» **Task description**:
Your response must be made up of each line in the data below that contains the string "black".

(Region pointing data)
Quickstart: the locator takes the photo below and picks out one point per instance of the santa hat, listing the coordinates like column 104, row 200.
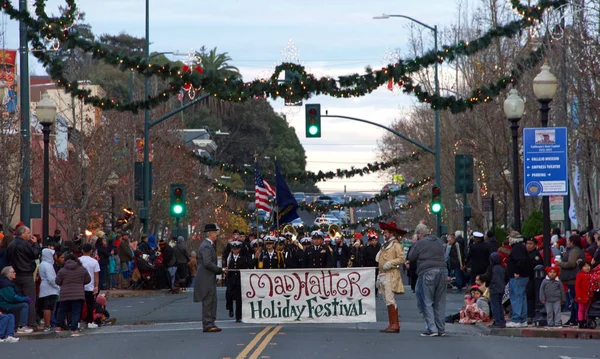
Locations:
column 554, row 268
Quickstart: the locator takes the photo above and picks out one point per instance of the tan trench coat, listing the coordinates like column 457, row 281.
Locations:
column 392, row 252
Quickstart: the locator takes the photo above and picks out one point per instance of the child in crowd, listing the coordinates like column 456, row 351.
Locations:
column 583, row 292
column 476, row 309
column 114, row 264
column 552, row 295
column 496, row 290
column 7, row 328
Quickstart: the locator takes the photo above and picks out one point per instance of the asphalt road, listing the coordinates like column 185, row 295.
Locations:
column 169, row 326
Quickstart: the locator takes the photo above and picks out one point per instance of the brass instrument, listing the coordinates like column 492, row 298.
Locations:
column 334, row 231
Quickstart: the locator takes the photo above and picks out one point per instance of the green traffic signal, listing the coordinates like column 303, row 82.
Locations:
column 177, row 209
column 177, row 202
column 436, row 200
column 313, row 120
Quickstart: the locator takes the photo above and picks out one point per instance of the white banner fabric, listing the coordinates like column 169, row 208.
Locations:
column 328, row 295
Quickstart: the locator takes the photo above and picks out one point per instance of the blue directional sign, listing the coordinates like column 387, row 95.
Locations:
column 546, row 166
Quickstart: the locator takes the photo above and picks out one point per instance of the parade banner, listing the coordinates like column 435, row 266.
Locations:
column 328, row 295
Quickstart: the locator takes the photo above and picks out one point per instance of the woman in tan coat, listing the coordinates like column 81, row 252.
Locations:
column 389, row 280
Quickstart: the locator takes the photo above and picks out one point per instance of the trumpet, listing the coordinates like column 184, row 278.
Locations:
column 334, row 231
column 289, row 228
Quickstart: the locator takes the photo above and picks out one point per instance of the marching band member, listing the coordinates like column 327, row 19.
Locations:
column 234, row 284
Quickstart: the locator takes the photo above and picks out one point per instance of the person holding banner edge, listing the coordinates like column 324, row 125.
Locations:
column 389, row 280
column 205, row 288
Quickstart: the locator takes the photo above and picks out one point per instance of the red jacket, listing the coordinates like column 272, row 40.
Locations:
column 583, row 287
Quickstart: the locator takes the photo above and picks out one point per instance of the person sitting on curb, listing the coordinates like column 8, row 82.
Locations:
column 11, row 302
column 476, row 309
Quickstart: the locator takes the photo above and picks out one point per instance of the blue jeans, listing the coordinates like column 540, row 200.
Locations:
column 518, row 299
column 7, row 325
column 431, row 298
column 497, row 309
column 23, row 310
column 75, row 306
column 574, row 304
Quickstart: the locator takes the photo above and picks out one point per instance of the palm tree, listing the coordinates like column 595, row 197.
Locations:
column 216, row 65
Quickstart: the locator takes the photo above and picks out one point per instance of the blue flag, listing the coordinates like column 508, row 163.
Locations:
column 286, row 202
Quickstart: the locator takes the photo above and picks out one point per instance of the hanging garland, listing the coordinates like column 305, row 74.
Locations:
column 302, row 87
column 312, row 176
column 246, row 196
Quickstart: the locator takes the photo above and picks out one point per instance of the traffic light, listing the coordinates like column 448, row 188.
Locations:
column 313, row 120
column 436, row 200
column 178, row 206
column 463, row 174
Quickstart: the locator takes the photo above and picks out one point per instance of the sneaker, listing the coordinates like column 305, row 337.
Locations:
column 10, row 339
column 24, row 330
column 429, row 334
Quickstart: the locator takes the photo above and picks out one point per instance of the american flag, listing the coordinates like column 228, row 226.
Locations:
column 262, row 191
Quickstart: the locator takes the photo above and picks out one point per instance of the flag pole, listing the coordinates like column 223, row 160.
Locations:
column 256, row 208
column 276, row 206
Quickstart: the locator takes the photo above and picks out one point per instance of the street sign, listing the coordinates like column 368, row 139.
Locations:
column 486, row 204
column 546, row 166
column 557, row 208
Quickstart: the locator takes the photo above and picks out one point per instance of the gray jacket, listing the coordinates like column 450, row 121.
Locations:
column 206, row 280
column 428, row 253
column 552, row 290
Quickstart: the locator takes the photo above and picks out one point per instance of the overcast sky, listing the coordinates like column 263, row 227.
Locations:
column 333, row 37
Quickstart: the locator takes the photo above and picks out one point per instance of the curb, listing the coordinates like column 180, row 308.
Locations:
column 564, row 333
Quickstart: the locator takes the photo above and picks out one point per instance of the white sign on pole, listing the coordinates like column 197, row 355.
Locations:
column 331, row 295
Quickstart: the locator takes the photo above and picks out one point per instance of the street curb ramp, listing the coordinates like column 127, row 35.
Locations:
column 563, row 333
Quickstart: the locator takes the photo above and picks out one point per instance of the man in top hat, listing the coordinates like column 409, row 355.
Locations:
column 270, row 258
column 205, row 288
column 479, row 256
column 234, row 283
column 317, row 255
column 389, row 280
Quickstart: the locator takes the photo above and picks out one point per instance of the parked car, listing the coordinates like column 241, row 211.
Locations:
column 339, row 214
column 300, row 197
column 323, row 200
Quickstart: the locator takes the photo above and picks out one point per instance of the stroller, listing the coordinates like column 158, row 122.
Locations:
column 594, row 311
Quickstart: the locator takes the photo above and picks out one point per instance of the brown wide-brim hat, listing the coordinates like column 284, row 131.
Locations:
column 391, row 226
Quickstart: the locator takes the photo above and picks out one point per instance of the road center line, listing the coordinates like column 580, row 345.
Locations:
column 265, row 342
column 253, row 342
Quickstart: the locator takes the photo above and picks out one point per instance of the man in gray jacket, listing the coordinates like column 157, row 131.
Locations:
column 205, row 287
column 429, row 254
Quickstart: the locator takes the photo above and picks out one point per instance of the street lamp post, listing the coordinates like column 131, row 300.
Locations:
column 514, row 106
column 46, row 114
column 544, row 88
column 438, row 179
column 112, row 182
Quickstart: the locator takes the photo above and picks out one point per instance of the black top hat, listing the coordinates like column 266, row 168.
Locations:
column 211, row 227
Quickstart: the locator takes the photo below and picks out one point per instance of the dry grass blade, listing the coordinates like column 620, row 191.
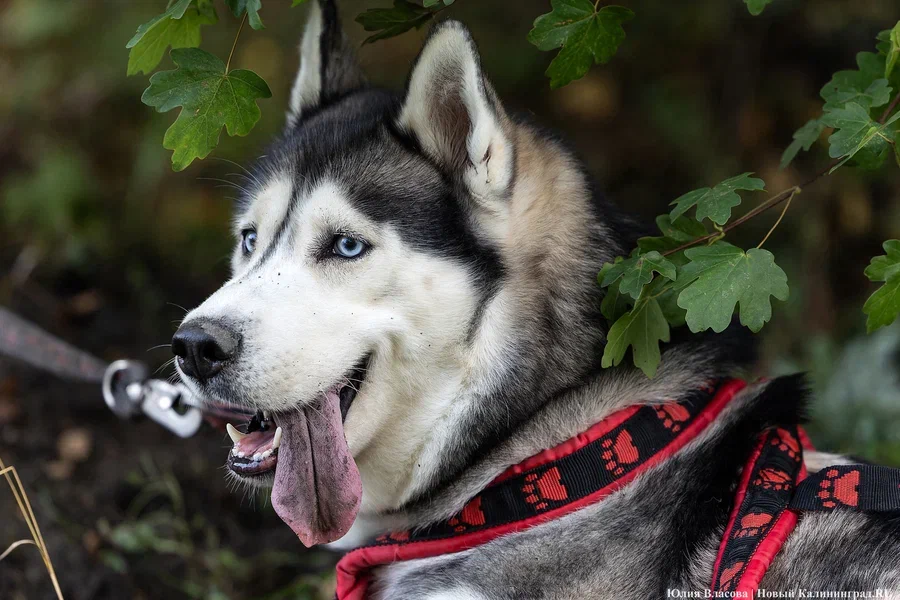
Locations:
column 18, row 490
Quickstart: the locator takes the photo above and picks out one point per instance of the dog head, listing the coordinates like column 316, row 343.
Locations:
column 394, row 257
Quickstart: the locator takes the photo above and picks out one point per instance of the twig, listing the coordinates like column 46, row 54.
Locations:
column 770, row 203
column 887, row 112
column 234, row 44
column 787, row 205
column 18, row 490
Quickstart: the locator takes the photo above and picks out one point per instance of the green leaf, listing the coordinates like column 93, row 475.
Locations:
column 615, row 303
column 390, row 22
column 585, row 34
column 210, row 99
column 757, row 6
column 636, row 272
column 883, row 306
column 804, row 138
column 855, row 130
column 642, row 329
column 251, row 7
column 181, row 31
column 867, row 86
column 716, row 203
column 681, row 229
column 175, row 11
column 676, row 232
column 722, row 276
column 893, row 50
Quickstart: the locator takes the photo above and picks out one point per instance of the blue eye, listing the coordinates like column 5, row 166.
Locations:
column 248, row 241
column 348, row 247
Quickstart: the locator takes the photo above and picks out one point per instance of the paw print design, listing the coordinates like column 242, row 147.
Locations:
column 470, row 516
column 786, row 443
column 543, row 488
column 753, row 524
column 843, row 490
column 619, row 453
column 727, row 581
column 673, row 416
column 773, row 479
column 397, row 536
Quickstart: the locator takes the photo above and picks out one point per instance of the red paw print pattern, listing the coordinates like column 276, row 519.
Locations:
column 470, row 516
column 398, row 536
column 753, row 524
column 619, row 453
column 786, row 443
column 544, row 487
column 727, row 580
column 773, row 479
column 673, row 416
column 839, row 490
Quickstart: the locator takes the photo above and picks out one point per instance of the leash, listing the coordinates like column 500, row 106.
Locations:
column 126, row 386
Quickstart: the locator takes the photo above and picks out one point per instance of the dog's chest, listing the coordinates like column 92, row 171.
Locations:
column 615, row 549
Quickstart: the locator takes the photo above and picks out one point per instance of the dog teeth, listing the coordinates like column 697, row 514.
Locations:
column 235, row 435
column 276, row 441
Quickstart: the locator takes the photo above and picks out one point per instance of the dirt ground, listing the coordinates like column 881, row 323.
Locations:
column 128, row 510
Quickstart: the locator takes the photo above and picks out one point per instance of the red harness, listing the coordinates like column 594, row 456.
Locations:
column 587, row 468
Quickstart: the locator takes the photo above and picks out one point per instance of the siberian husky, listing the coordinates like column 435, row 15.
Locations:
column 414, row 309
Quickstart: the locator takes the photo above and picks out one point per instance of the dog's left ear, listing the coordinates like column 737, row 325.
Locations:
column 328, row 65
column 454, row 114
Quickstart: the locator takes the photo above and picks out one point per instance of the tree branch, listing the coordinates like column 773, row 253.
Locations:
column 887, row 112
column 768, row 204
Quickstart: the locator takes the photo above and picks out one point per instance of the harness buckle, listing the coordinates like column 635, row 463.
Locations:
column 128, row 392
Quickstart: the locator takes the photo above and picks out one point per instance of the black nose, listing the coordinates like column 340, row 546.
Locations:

» **Written solution**:
Quickstart: the locator takes the photo above and picks out one point per instance of the black top hat, listing the coordinates like column 266, row 168.
Quickstart: the locator takes the photo above and picks out one point per instance of the black nose, listing the coordinates like column 340, row 546.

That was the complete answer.